• [Anfrage]: Bis auf welche Höhe kommt man laut dem Dokumenttext auf dem Trail von der Fuorcla Val Gronda herunter?

[Dokumenttext]

# Ischgl-Zeblasjoch-Val Gronda-Fimberpass



## tom_b (2. Mai 2010)

Hallo,

für eine Transalp wollen wir vielleicht diesen Abschnitt einplanen (Bodenalpe usw. hatten wir schon).

Kennt jemand die technischen Daten (Hm ab Ischgl und Streckenlänge) oder ein Höhen-/streckenprofil.

Auf welcher Höhe kommt man im Vergleich zur Heidelberger Hütte auf den Fimberpass?

Vielen Dank und Grüße

Tom


----------



## RockyRider66 (2. Mai 2010)

Fimbapass liegt etwa 300hm unter der Heidelberger Hütte.
Ab da beginnt eine überwiegend zu schiebende Passage.

Hinten runter ist das Ding ein Genuss!


----------



## MTB-News.de




----------



## tom_b (2. Mai 2010)

Hallo,

ok, der Fimba ist ca. 300 hm oberhalb der Hütte, das habe ich schon im letzten Jahr "erfahren".

Hast Du eine Ahnung auf welcher Höhe der Weg vom Val Gronda auf der Weg zum Fimbapass kommt?

Grüße

Tom


----------



## trautbrg (2. Mai 2010)

Zu Deiner Frage: Auf dem Trail von Fuorcla Val Gronda runter kommt man bis auf 
ca 2400 m runter. Das ist also gut 200 hm unter dem Fimberpaß.
Wenn Du von Ischgl starten willst und alles selbst hochradeln willst, ist es eine
strenge Tagesetappe bis ins Engadin (Zuoz).
Man kann aber sehr schön von Ischgl mit der Seilbahn hoch bis aufs Flimjoch.
Von dort über den Höhenweg Richtung Zebalsjoch (zwischendurch Trail, 
einige ordentliche Gegenanstiege). Vom Zeblasjoch kurz nach Westen runter, 
dann nach links, etwa höhe haltend noch einiges trailbar. Später zur Fuorcla
val Gronda hochschieben. Ob dort zunächst super Flow Trail, später etwas
ausgewaschen. Man kommt gut 100 hm oberhalb der Heidelberger Hütte
auf den Weg zum Fimberpaß.

Anbei das Höhenprofil. Die letzen beiden ernsthaften Zacken sind von rechts Fimberpaß und Fuorcla Val Gronda

Mehr Info auf Nachfrage.

Ciao

 Wolfgang


----------



## tom_b (2. Mai 2010)

Hi Wolfgang,

danke für die Hilfe. Wir würden dann auch ein Stück Seilbahn nehmen (wahrscheinlich bis Idalpe) und von da aus fahren. Wir wollen an dem Tag von St. Anton nach Sur en (danach über Costainas, Ulina kenne ich schon).

Daher kommen wir an der Seilbahn nicht vorbei....

Bist Du die Strecke schon selbst gefahren und kannst diese empfehlen? Die Alternative via Samnaun dauert mir zu lang, da wir nicht so viele Tage bis Riva haben.

Grüße

Tom


----------



## trautbrg (2. Mai 2010)

[/Dokumenttext]
[Datensatzinhalt]

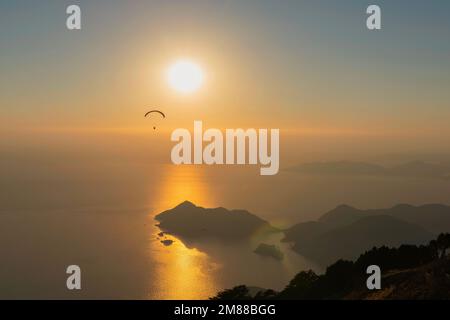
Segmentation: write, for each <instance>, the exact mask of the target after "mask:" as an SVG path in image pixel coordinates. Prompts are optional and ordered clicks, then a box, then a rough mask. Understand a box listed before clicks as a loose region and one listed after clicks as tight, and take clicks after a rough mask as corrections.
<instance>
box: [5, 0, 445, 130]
mask: <svg viewBox="0 0 450 320" xmlns="http://www.w3.org/2000/svg"><path fill="white" fill-rule="evenodd" d="M375 3H376V4H378V5H380V6H381V8H382V30H381V31H376V32H373V31H369V30H367V29H366V27H365V19H366V14H365V10H366V8H367V6H368V5H369V4H375ZM69 4H80V5H81V9H82V30H81V31H68V30H67V29H66V27H65V20H66V14H65V9H66V7H67V5H69ZM449 13H450V2H449V1H446V0H443V1H412V0H408V1H380V0H377V1H356V0H355V1H331V0H330V1H297V0H295V1H294V0H292V1H287V0H283V1H266V0H254V1H253V0H246V1H227V0H222V1H210V0H208V1H206V0H205V1H186V0H183V1H167V0H164V1H155V0H153V1H144V0H132V1H117V0H115V1H112V0H89V1H68V0H67V1H56V0H53V1H50V0H41V1H39V2H37V1H31V0H28V1H25V0H14V1H12V0H9V1H2V2H1V3H0V51H1V54H0V70H1V72H0V88H1V89H0V90H1V94H0V105H1V109H0V115H1V120H0V122H1V125H2V127H3V128H10V129H13V130H19V131H20V130H22V129H25V128H31V127H33V128H34V127H43V128H56V127H57V128H67V127H71V128H110V127H126V128H136V127H143V126H146V125H147V123H146V122H145V121H144V119H143V117H142V115H143V113H144V112H145V111H147V110H148V108H149V107H150V106H155V107H158V108H160V109H161V110H164V111H166V113H167V114H168V115H169V116H168V120H167V122H165V129H167V130H172V129H173V128H175V127H180V126H188V125H189V126H191V125H192V121H193V120H194V119H197V120H203V121H204V122H206V125H207V126H224V127H237V126H246V127H263V126H266V127H280V128H291V129H297V130H313V131H318V132H322V131H323V132H326V131H327V130H330V131H331V132H334V131H352V130H354V131H373V132H382V131H383V132H384V131H386V132H390V131H392V132H397V131H399V132H402V134H404V133H405V132H409V133H410V134H412V135H419V134H421V135H426V134H428V133H429V134H431V135H436V136H442V133H443V132H444V131H445V132H446V134H448V130H447V129H445V128H446V127H447V126H448V117H449V116H450V106H449V102H450V91H449V90H448V88H449V86H450V42H449V41H448V39H449V34H450V20H449V19H448V16H449ZM182 57H186V58H189V59H192V60H193V61H195V62H197V63H198V64H199V65H200V66H201V67H202V68H203V70H204V72H205V75H206V81H205V84H204V86H203V87H202V88H201V90H199V91H198V92H196V93H194V94H191V95H180V94H179V93H177V92H175V91H174V90H172V89H171V88H169V87H168V85H167V83H166V80H165V78H164V72H165V71H166V69H167V68H168V66H170V65H171V63H173V62H174V61H176V60H177V59H179V58H182ZM449 136H450V135H449Z"/></svg>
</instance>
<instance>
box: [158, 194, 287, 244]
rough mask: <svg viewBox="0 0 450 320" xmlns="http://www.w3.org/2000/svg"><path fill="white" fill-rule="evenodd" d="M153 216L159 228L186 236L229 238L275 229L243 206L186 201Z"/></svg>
mask: <svg viewBox="0 0 450 320" xmlns="http://www.w3.org/2000/svg"><path fill="white" fill-rule="evenodd" d="M155 219H156V220H158V221H159V222H160V223H159V227H160V228H161V229H162V230H164V231H167V232H169V233H172V234H176V235H180V236H184V237H189V238H200V237H216V238H219V239H232V240H233V239H242V238H248V237H250V236H251V235H253V234H255V233H265V232H276V231H279V230H278V229H276V228H274V227H272V226H271V225H270V224H269V223H268V222H267V221H265V220H263V219H261V218H259V217H257V216H256V215H253V214H251V213H250V212H248V211H246V210H227V209H225V208H213V209H206V208H202V207H197V206H196V205H194V204H193V203H191V202H189V201H185V202H183V203H181V204H179V205H178V206H176V207H175V208H173V209H170V210H167V211H164V212H162V213H160V214H158V215H157V216H156V217H155Z"/></svg>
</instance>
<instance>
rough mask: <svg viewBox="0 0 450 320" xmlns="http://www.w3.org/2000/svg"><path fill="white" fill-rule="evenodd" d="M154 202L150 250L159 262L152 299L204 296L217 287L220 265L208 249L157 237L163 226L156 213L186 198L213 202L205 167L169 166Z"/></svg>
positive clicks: (212, 198)
mask: <svg viewBox="0 0 450 320" xmlns="http://www.w3.org/2000/svg"><path fill="white" fill-rule="evenodd" d="M165 169H166V170H164V173H163V176H162V179H161V180H159V184H160V186H161V187H160V189H159V194H158V196H157V197H156V199H158V200H157V203H156V204H155V205H154V208H155V211H154V212H153V213H152V214H151V216H150V217H149V218H150V220H151V221H149V224H151V225H152V228H151V232H150V233H151V239H150V248H149V254H150V255H152V257H151V259H152V261H154V262H153V263H156V264H157V266H156V268H155V270H156V271H155V273H156V274H154V275H152V277H151V279H152V281H153V282H156V283H151V284H150V285H149V287H150V288H152V289H151V292H150V293H149V298H151V299H205V298H207V297H210V296H213V295H214V294H216V293H217V291H218V286H217V285H216V281H215V279H214V278H213V277H212V275H213V274H214V272H213V271H214V270H216V269H217V268H220V265H218V264H216V263H215V262H214V261H212V260H211V259H210V258H209V256H208V255H207V254H206V253H203V252H201V251H199V250H197V249H195V248H187V247H186V246H185V245H184V244H183V242H182V241H181V240H179V239H177V238H176V237H174V236H166V238H167V239H171V240H174V243H173V244H172V245H170V246H164V245H163V244H162V243H161V239H160V238H158V233H159V232H160V229H159V228H158V227H157V226H155V224H157V221H156V220H153V219H154V216H155V215H156V214H158V213H160V212H162V211H164V210H167V209H170V208H173V207H175V206H176V205H178V204H180V203H181V202H183V201H185V200H189V201H191V202H193V203H195V204H198V205H201V206H214V201H213V198H212V196H211V194H209V192H208V185H207V182H206V181H205V176H204V174H202V170H199V168H194V167H193V166H172V165H170V166H167V168H165Z"/></svg>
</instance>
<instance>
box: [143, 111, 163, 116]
mask: <svg viewBox="0 0 450 320" xmlns="http://www.w3.org/2000/svg"><path fill="white" fill-rule="evenodd" d="M152 113H159V114H160V115H162V116H163V118H165V117H166V115H165V114H164V113H163V112H162V111H159V110H152V111H149V112H147V113H146V114H145V117H147V116H148V115H150V114H152Z"/></svg>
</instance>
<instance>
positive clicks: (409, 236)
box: [284, 215, 434, 265]
mask: <svg viewBox="0 0 450 320" xmlns="http://www.w3.org/2000/svg"><path fill="white" fill-rule="evenodd" d="M316 225H321V227H316V232H315V233H310V234H309V237H305V235H304V234H302V233H300V231H301V230H302V228H304V227H305V226H304V224H300V226H299V225H297V226H295V227H293V228H291V229H288V230H287V231H286V232H285V234H286V237H285V239H284V241H289V242H291V241H292V242H293V243H294V245H293V249H294V250H295V251H297V252H298V253H300V254H302V255H304V256H305V257H308V258H310V259H313V260H315V261H317V262H319V263H321V264H323V265H326V264H329V263H331V262H332V261H336V260H338V259H348V260H353V259H355V258H356V257H357V256H358V254H360V253H361V252H364V251H365V250H369V249H371V248H373V247H377V246H383V245H386V246H390V247H395V246H399V245H400V244H402V243H406V244H422V243H425V242H427V241H429V240H430V239H432V238H433V236H434V235H433V234H432V233H430V232H428V231H426V230H425V229H423V228H421V227H419V226H417V225H414V224H411V223H409V222H406V221H402V220H399V219H397V218H394V217H391V216H387V215H374V216H366V217H362V218H360V219H359V220H356V221H355V222H351V223H349V224H347V225H341V226H337V227H334V226H330V225H327V224H326V223H322V222H317V223H316Z"/></svg>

[/Datensatzinhalt]

• [Problemlösung]: Bis auf ca. 2400 m.